Word for word, repeat every record.

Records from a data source
Start of Block

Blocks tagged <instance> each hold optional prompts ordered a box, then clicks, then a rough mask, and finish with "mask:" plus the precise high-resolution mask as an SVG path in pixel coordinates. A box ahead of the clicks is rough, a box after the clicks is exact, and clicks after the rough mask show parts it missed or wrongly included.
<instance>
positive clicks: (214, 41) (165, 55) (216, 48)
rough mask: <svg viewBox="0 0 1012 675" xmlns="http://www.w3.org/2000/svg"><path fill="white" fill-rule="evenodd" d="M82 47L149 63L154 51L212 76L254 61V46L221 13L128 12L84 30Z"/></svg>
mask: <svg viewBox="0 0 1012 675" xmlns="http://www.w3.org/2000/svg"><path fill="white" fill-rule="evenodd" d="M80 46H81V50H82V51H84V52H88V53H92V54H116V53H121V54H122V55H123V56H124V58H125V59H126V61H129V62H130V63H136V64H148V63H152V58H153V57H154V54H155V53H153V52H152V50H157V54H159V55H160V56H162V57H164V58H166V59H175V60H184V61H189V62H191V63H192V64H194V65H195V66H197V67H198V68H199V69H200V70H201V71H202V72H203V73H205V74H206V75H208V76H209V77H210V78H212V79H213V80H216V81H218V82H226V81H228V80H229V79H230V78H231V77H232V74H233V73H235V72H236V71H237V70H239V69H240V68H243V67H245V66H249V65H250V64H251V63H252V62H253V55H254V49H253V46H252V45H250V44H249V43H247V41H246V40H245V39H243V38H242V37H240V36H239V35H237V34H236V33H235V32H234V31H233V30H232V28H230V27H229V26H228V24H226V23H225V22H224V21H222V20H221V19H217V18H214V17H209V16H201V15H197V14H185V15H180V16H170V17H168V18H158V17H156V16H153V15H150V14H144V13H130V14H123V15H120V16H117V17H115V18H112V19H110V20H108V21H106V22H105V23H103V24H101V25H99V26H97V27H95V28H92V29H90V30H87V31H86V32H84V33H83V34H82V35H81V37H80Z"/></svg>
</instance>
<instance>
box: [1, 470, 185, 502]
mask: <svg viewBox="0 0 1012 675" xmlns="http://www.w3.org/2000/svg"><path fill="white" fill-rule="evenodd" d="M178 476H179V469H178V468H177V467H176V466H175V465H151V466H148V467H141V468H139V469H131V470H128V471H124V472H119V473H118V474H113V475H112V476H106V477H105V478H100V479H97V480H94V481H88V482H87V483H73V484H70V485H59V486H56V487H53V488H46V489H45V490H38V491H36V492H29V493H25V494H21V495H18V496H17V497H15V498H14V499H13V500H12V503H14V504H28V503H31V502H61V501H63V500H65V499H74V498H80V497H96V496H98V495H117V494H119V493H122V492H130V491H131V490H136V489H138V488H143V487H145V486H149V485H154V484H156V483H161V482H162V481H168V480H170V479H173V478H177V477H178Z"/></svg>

End of Block

### ANSWER
Blocks tagged <instance> each hold optional prompts ordered a box, then clicks, then a rough mask, and finish with "mask:" plus the precise high-resolution mask as an SVG path in pixel coordinates. A box ahead of the clicks is rough, a box after the clicks is exact, and clicks after the rough mask show parts it missed or wrongly included.
<instance>
positive clicks: (214, 41) (165, 55) (216, 48)
rough mask: <svg viewBox="0 0 1012 675" xmlns="http://www.w3.org/2000/svg"><path fill="white" fill-rule="evenodd" d="M82 47L149 63L154 51L212 76L254 61V46L221 13L128 12L84 30Z"/></svg>
mask: <svg viewBox="0 0 1012 675" xmlns="http://www.w3.org/2000/svg"><path fill="white" fill-rule="evenodd" d="M80 46H81V50H82V51H84V52H88V53H92V54H116V53H121V54H122V55H123V56H124V58H125V59H126V61H129V62H130V63H136V64H148V63H152V58H153V57H154V54H155V53H153V52H152V50H157V54H159V55H160V56H162V57H164V58H166V59H175V60H184V61H189V62H191V63H192V64H194V65H195V66H197V67H198V68H199V69H200V70H201V71H202V72H203V73H205V74H206V75H208V76H209V77H210V78H212V79H213V80H216V81H218V82H226V81H228V80H229V79H230V78H231V77H232V74H233V73H235V72H236V71H237V70H239V69H240V68H243V67H245V66H249V65H250V64H251V63H252V62H253V55H254V49H253V46H252V45H250V44H249V43H247V41H246V40H245V39H243V38H242V37H240V36H239V35H237V34H236V33H235V32H234V31H233V30H232V28H230V27H229V26H228V24H226V23H225V22H224V21H222V20H221V19H217V18H214V17H209V16H201V15H197V14H185V15H180V16H170V17H168V18H158V17H156V16H153V15H150V14H144V13H130V14H123V15H120V16H117V17H115V18H112V19H110V20H108V21H106V22H105V23H103V24H101V25H99V26H97V27H95V28H92V29H90V30H87V31H86V32H84V33H83V34H82V35H81V37H80Z"/></svg>
</instance>
<instance>
box: [1, 470, 185, 502]
mask: <svg viewBox="0 0 1012 675" xmlns="http://www.w3.org/2000/svg"><path fill="white" fill-rule="evenodd" d="M178 476H179V469H178V468H177V467H176V466H175V465H151V466H148V467H141V468H139V469H131V470H128V471H124V472H119V473H118V474H113V475H112V476H106V477H105V478H100V479H97V480H94V481H88V482H87V483H73V484H70V485H59V486H56V487H53V488H46V489H45V490H38V491H36V492H29V493H25V494H21V495H18V496H17V497H15V498H14V499H13V500H12V503H14V504H28V503H31V502H61V501H63V500H65V499H74V498H80V497H96V496H98V495H117V494H119V493H122V492H130V491H131V490H136V489H138V488H143V487H145V486H149V485H154V484H156V483H161V482H162V481H168V480H170V479H173V478H177V477H178Z"/></svg>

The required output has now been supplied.